[Natural language region descriptions]
++++++++
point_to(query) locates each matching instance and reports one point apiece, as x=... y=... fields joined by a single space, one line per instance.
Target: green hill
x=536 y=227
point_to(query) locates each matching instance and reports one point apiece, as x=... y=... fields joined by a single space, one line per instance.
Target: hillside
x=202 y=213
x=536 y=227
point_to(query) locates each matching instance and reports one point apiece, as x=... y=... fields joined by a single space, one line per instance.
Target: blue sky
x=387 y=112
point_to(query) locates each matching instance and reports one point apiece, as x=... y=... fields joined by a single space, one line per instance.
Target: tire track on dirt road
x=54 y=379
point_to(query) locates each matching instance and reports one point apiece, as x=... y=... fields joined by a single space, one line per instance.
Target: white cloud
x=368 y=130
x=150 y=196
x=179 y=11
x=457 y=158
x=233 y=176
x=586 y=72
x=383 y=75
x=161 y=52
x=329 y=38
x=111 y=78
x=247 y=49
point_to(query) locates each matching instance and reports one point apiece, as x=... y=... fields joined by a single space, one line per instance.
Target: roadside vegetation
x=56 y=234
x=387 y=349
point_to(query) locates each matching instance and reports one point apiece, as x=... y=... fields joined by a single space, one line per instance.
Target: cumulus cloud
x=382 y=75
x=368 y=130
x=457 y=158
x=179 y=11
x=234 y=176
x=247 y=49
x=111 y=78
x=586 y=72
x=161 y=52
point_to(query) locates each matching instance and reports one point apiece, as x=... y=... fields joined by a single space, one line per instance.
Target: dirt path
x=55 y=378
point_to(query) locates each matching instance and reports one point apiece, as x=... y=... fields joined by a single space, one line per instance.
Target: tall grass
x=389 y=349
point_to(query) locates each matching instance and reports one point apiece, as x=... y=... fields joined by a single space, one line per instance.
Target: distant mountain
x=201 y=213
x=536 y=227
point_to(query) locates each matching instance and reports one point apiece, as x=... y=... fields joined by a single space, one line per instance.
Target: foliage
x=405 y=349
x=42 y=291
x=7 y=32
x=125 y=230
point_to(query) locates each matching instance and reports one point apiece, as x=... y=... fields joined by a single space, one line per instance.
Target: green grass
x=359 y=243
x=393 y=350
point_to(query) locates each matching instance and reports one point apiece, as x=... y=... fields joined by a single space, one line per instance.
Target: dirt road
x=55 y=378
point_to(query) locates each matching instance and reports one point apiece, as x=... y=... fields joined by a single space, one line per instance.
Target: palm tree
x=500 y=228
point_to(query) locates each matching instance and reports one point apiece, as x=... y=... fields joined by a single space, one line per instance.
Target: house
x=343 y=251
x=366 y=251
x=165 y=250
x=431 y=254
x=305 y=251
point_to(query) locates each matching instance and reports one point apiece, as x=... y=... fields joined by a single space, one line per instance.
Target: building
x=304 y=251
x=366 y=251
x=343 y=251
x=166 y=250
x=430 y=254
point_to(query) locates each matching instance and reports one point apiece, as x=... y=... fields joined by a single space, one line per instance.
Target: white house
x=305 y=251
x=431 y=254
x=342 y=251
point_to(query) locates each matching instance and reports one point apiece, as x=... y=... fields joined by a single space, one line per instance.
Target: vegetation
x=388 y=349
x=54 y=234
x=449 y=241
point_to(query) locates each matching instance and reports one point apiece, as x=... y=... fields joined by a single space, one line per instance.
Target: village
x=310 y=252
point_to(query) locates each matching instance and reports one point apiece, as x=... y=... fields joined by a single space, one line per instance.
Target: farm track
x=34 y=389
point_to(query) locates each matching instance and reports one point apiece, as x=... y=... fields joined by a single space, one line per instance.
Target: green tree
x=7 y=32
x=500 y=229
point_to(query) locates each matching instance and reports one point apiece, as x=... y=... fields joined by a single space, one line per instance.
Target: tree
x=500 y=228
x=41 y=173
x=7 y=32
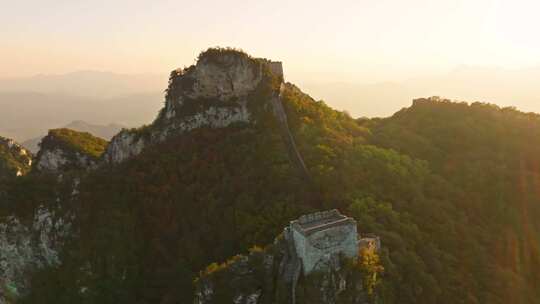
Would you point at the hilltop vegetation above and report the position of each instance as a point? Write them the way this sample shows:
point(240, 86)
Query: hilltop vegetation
point(71, 140)
point(451, 189)
point(14, 159)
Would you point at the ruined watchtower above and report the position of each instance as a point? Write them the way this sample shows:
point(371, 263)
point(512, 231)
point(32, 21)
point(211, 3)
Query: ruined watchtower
point(320, 236)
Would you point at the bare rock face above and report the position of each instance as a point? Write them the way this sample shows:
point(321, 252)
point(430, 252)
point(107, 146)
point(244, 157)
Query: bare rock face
point(25, 248)
point(221, 89)
point(14, 159)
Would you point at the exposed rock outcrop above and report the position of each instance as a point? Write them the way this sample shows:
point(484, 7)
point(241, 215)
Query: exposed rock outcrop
point(276, 275)
point(14, 159)
point(25, 248)
point(224, 87)
point(64, 150)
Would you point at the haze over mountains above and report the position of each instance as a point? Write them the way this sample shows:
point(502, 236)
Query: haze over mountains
point(30, 106)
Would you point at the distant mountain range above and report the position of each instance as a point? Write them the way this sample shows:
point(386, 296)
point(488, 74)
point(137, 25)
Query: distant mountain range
point(503, 87)
point(31, 106)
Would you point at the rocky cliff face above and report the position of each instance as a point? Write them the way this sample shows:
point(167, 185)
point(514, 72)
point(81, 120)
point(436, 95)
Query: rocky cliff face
point(24, 248)
point(14, 159)
point(64, 150)
point(224, 87)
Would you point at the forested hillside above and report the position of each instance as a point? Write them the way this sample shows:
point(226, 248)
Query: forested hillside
point(451, 189)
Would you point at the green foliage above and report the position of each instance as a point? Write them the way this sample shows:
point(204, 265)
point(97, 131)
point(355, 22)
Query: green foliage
point(81, 142)
point(11, 160)
point(451, 189)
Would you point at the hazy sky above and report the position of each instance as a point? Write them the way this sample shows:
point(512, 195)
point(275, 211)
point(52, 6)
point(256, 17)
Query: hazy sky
point(319, 41)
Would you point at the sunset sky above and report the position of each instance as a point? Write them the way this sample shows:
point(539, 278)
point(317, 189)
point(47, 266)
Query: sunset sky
point(319, 41)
++++++++
TASK GOAL: Please repeat the data verbatim and leave the pictures out of your copy.

EXERCISE ANSWER:
point_to(query) locates each matching instance and reports one point apiece, as x=... y=... fields joined by a single space, one line per instance.
Target: green hill
x=536 y=227
point_to(query) locates each matching instance and reports one point apiece, as x=... y=... fields joined by a single space, one line per instance.
Target: hillside
x=202 y=213
x=536 y=227
point_to(query) locates each matching instance and reports one point apiece, as x=... y=... fields joined by a single space, one line per instance.
Target: blue sky
x=387 y=112
point_to(query) locates each matching instance and reports one point apiece, as x=... y=... fields joined by a single space, one line per instance.
Target: tire track on dirt road
x=54 y=379
point_to(query) locates each matching instance and reports one point apiece, as x=... y=... fields joined by a single space, one line per instance.
Target: white cloud
x=368 y=130
x=150 y=196
x=179 y=11
x=457 y=158
x=233 y=176
x=586 y=72
x=383 y=75
x=161 y=52
x=329 y=38
x=111 y=78
x=247 y=49
point_to(query) locates each matching instance and reports one point apiece, as x=... y=... fields joined by a single space, one line per instance.
Target: roadside vegetation
x=56 y=234
x=387 y=349
point_to(query) locates each matching instance and reports one point apiece, as x=... y=... fields joined by a single space, one line per instance.
Target: cumulus cloud
x=382 y=75
x=368 y=130
x=457 y=158
x=179 y=11
x=234 y=176
x=247 y=49
x=111 y=78
x=586 y=72
x=161 y=52
point_to(query) locates each matching instance and reports one point apiece, as x=... y=... fields joined by a single space, one line per instance.
Target: dirt path
x=55 y=378
point_to(query) locates each matching instance and reports one point apiece, as x=... y=... fields joined by a single space, one line per instance.
Target: tall grass
x=389 y=349
point_to(query) locates each matching instance and reports one point apiece, as x=... y=... fields joined by a single space, one line per instance.
Target: distant mountain
x=201 y=213
x=536 y=227
point_to(query) locates each matching instance and reports one point apiece, as x=... y=... fields joined by a single space, one line per instance.
Target: foliage
x=405 y=349
x=42 y=291
x=7 y=32
x=125 y=230
point_to(query) locates each matching instance and reports one point apiece, as x=... y=... fields joined by a single space, one line per instance.
Target: green grass
x=359 y=243
x=393 y=350
point_to(query) locates each matching instance and reports one point apiece, as x=... y=... fields joined by a single space, one line per instance.
Target: dirt road
x=55 y=378
point_to(query) locates each matching instance and reports one point apiece, as x=... y=... fields joined by a single space, one line per instance.
Target: palm tree
x=500 y=228
point_to(query) locates each matching instance and reports one point apiece, as x=... y=... fields joined by a single space, one line per instance.
Target: house
x=343 y=251
x=366 y=251
x=165 y=250
x=431 y=254
x=305 y=251
point_to(query) locates each matching instance and reports one point apiece, as x=... y=... fields joined by a single space, one line per instance.
Target: building
x=304 y=251
x=366 y=251
x=343 y=251
x=166 y=250
x=430 y=254
point_to(query) locates each matching instance and reports one point apiece, as x=... y=... fields joined by a single space, one line per instance.
Target: white house
x=305 y=251
x=431 y=254
x=342 y=251
point_to(query) locates each matching instance and reports one point apiece, as x=... y=... fields joined by a single space, one line per instance.
Target: vegetation
x=388 y=349
x=54 y=234
x=449 y=241
point_to(query) locates each matching instance and reports one point apiece, as x=... y=... fields joined by a single space, one line per instance.
Target: village
x=310 y=252
point_to(query) locates each matching instance and reports one point apiece, as x=... y=... fields joined by a single space, one line per instance.
Target: farm track
x=34 y=389
point_to(query) locates each matching instance and reports one point apiece, as x=... y=... fields joined by a single space, one line per instance.
Target: green tree
x=7 y=32
x=500 y=229
point_to(query) locates each matching instance and reports one point apiece, as x=... y=... fields joined by a single space, one line per instance.
Target: tree
x=500 y=228
x=41 y=173
x=7 y=32
Would you point at the hilltop vegetation above and report the position of each instance as a point? Write them the way this sample shows:
point(240, 86)
Query: hilltop vegetation
point(71, 140)
point(451, 189)
point(14, 159)
Would you point at the ruined watchtower above and report the position of each instance as a point? Write them the way this sample shows:
point(371, 263)
point(512, 231)
point(32, 21)
point(211, 3)
Query: ruined watchtower
point(320, 236)
Would you point at the bare rock face above and report the position of each instance as a point? Write them the way this sample shows:
point(321, 252)
point(430, 252)
point(107, 146)
point(244, 157)
Query: bare rock face
point(25, 248)
point(221, 89)
point(14, 159)
Would you point at the exposed rock outcrop above and report the position of each instance as a point? Write them the way this sample shows:
point(484, 7)
point(241, 215)
Query: exposed rock outcrop
point(276, 275)
point(14, 159)
point(25, 248)
point(224, 87)
point(64, 150)
Would you point at the haze over mountains above and report the position of each instance as a point? Write them the way this sample shows:
point(502, 236)
Query: haze over mountains
point(30, 106)
Would you point at the distant mountain range above and report the position of each instance as a point? Write them the way this sample shows:
point(386, 296)
point(488, 74)
point(137, 25)
Query: distant mountain range
point(503, 87)
point(31, 106)
Would you point at the rocky cliff face above and report the position of each instance as a point? Write them the way this sample shows:
point(167, 185)
point(514, 72)
point(81, 120)
point(436, 95)
Query: rocky cliff face
point(24, 248)
point(14, 159)
point(64, 150)
point(224, 87)
Would you point at the forested hillside above and report the position of each instance as a point? Write them the way this sample shows:
point(226, 248)
Query: forested hillside
point(451, 189)
Would you point at the green foliage above and report the position of each instance as a point? Write them the way this sample shows:
point(204, 265)
point(97, 131)
point(355, 22)
Query: green foliage
point(81, 142)
point(11, 160)
point(451, 189)
Would you point at the hazy sky above and report the position of each instance as a point? Write them the way this sample shows:
point(512, 195)
point(275, 211)
point(52, 6)
point(256, 17)
Query: hazy sky
point(319, 41)
Would you point at the sunset sky above and report the position of each instance as a point? Write them the way this sample shows:
point(539, 278)
point(317, 189)
point(47, 266)
Query: sunset sky
point(319, 41)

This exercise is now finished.